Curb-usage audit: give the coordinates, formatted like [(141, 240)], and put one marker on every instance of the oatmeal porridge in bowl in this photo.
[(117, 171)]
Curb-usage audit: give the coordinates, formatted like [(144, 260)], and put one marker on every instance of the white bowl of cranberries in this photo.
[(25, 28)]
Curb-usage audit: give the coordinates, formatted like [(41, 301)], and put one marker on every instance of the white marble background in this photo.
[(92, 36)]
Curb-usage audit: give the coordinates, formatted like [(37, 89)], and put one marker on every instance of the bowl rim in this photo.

WHAT THE TASK ASKS -
Every entry must be retyped in full, exactly as given.

RESPONSE BELOW -
Curb-usage audit: give the coordinates, formatted like [(141, 240)], and put one marker on every instance of the oatmeal porridge in bowl in this photo.
[(117, 171)]
Curb-usage audit: give the coordinates, formatted like [(144, 260)], and put one marker on every instance of the white bowl of cranberries in this photo.
[(25, 28)]
Curb-usage audit: give the coordinates, formatted like [(41, 301)], and put one marker on every instance of the white marble background in this photo.
[(92, 36)]
Curb-usage audit: give the coordinates, formatted like [(37, 89)], and put one marker on every instance of the bowl rim in this photo.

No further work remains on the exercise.